◆ WHAT THE TASK ASKS
Rescale the stretch of items from the line containing "of the black" through the line containing "[[648, 440]]", and give every line in it again in full, with nothing else. Multiply each coordinate by 0.85 and round to a whole number, with halves rounded up.

◆ DATA ENTRIES
-----

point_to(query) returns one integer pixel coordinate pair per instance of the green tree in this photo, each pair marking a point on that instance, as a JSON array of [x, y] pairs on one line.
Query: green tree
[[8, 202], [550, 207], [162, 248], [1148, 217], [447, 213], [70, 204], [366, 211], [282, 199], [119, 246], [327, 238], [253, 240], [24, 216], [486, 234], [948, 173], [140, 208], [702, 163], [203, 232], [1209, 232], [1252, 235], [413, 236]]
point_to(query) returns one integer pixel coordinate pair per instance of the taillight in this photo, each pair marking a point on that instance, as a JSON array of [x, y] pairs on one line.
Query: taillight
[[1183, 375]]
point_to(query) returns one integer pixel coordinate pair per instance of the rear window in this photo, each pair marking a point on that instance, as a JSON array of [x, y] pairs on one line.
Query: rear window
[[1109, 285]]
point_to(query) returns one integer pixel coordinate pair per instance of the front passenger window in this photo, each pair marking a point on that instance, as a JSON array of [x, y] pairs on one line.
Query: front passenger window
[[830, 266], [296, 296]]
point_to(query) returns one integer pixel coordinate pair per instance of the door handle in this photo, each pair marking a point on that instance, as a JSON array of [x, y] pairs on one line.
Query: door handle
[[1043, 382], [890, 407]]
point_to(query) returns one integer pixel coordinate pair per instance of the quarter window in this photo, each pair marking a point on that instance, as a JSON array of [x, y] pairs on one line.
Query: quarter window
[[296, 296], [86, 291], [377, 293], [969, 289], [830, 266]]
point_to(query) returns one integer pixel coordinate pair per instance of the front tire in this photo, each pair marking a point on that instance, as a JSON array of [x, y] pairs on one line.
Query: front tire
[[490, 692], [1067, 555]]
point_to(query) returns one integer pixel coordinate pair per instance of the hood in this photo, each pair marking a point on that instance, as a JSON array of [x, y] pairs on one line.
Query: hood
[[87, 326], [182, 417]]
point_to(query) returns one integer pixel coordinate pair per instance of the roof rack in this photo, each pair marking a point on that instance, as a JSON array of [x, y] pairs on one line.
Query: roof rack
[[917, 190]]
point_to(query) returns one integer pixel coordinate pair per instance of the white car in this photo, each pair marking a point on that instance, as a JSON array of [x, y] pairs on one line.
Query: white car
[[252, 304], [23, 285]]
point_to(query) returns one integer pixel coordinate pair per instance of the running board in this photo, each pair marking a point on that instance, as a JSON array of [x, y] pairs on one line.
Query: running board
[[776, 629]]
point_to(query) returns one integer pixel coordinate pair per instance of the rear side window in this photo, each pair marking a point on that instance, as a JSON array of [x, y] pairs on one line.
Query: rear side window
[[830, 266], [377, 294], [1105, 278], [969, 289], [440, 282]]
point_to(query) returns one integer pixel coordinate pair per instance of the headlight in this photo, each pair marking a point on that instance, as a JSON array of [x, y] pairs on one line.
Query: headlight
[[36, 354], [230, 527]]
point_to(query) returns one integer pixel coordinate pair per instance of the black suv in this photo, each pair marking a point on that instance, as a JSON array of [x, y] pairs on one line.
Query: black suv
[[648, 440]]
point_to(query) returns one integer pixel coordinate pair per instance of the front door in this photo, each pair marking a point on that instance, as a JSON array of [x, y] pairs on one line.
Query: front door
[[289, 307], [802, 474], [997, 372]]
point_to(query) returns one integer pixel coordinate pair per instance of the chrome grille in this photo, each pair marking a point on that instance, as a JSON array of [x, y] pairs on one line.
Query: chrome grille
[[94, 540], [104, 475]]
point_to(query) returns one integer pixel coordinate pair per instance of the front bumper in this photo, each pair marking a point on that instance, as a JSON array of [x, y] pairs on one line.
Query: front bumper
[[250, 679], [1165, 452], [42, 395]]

-----

◆ SOLUTION BELOW
point_to(query) returns one integer pixel coordinate pair per instance of the black suv in this photo, each pair marking a point on that instance, as a JSON array of [x, y] pairs on one line.
Query: black suv
[[551, 374]]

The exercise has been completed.